== Exercise details ==
Go through the data below and retype all of it exactly.

== Recorded information ==
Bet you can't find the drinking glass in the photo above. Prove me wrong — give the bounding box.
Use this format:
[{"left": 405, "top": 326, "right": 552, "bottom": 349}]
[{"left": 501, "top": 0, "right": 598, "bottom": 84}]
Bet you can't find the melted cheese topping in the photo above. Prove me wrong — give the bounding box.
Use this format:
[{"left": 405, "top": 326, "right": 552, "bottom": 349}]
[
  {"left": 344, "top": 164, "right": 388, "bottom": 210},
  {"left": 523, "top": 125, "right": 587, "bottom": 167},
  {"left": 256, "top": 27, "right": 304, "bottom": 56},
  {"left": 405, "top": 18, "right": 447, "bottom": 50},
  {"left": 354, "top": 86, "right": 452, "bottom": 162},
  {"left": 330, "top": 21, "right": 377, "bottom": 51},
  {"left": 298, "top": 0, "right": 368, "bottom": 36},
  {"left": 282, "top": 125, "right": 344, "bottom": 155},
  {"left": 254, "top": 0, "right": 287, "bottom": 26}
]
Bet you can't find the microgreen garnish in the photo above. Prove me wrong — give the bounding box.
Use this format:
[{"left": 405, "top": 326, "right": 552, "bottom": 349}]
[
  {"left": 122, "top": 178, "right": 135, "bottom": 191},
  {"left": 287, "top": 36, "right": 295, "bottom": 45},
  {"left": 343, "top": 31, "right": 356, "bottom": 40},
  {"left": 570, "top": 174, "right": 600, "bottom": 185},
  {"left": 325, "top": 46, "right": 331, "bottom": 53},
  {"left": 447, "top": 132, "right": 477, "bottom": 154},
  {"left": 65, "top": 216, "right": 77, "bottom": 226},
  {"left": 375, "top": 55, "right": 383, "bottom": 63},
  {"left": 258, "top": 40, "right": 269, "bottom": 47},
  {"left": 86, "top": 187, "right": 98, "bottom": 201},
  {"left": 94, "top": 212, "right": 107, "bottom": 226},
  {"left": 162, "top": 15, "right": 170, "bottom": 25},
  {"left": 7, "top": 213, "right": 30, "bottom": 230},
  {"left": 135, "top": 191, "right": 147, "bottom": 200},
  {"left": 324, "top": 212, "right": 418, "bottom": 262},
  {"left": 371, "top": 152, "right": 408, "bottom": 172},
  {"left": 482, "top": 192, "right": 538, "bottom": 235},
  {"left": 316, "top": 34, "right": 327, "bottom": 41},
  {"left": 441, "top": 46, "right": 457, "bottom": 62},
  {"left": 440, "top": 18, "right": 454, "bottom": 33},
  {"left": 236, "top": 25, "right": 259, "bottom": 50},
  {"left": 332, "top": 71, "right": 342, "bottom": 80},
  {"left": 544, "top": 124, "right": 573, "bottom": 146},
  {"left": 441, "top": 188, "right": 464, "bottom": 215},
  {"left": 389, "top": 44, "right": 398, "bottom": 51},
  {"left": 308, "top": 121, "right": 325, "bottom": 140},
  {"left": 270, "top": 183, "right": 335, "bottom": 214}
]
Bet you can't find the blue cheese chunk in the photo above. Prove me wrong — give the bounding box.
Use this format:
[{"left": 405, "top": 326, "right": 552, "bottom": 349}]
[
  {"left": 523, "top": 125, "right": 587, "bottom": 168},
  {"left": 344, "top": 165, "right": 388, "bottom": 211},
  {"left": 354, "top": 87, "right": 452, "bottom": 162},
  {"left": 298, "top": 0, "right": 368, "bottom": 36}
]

== Answer ==
Bet you can't find the drinking glass in the photo above. Prove me wrong — give the bounding box.
Use this format:
[{"left": 405, "top": 326, "right": 552, "bottom": 349}]
[{"left": 501, "top": 0, "right": 598, "bottom": 84}]
Bet you can't find the melted cheese topping in the photo above. Prove me wrong — give the bounding box.
Use this format:
[{"left": 405, "top": 326, "right": 552, "bottom": 349}]
[
  {"left": 344, "top": 164, "right": 388, "bottom": 210},
  {"left": 523, "top": 125, "right": 587, "bottom": 167},
  {"left": 256, "top": 27, "right": 304, "bottom": 56},
  {"left": 405, "top": 18, "right": 447, "bottom": 50},
  {"left": 354, "top": 86, "right": 452, "bottom": 162},
  {"left": 330, "top": 21, "right": 377, "bottom": 51},
  {"left": 298, "top": 0, "right": 368, "bottom": 36},
  {"left": 282, "top": 125, "right": 344, "bottom": 155},
  {"left": 254, "top": 0, "right": 287, "bottom": 26}
]
Bet you can't find the microgreen garnish in the photo above. Prove me wrong — give the bounding box.
Use this format:
[{"left": 405, "top": 326, "right": 552, "bottom": 349}]
[
  {"left": 122, "top": 178, "right": 135, "bottom": 191},
  {"left": 287, "top": 36, "right": 295, "bottom": 45},
  {"left": 343, "top": 31, "right": 356, "bottom": 40},
  {"left": 570, "top": 174, "right": 600, "bottom": 185},
  {"left": 325, "top": 46, "right": 331, "bottom": 53},
  {"left": 447, "top": 132, "right": 477, "bottom": 154},
  {"left": 65, "top": 216, "right": 77, "bottom": 226},
  {"left": 375, "top": 55, "right": 383, "bottom": 63},
  {"left": 258, "top": 40, "right": 269, "bottom": 47},
  {"left": 86, "top": 187, "right": 98, "bottom": 201},
  {"left": 94, "top": 212, "right": 107, "bottom": 226},
  {"left": 162, "top": 15, "right": 170, "bottom": 25},
  {"left": 7, "top": 213, "right": 30, "bottom": 230},
  {"left": 135, "top": 191, "right": 147, "bottom": 200},
  {"left": 324, "top": 212, "right": 418, "bottom": 262},
  {"left": 371, "top": 152, "right": 408, "bottom": 172},
  {"left": 482, "top": 192, "right": 538, "bottom": 235},
  {"left": 316, "top": 34, "right": 327, "bottom": 41},
  {"left": 441, "top": 46, "right": 457, "bottom": 62},
  {"left": 440, "top": 18, "right": 454, "bottom": 33},
  {"left": 236, "top": 25, "right": 259, "bottom": 50},
  {"left": 332, "top": 71, "right": 342, "bottom": 80},
  {"left": 544, "top": 124, "right": 573, "bottom": 146},
  {"left": 441, "top": 188, "right": 464, "bottom": 215},
  {"left": 389, "top": 44, "right": 398, "bottom": 51},
  {"left": 308, "top": 121, "right": 325, "bottom": 140},
  {"left": 270, "top": 183, "right": 335, "bottom": 214}
]
Bet you can't find the blue cheese chunk in the photo above. Prove me wrong — give the bounding box.
Use this format:
[{"left": 405, "top": 326, "right": 552, "bottom": 349}]
[
  {"left": 523, "top": 125, "right": 587, "bottom": 168},
  {"left": 344, "top": 165, "right": 388, "bottom": 211},
  {"left": 354, "top": 87, "right": 452, "bottom": 162},
  {"left": 298, "top": 0, "right": 368, "bottom": 36}
]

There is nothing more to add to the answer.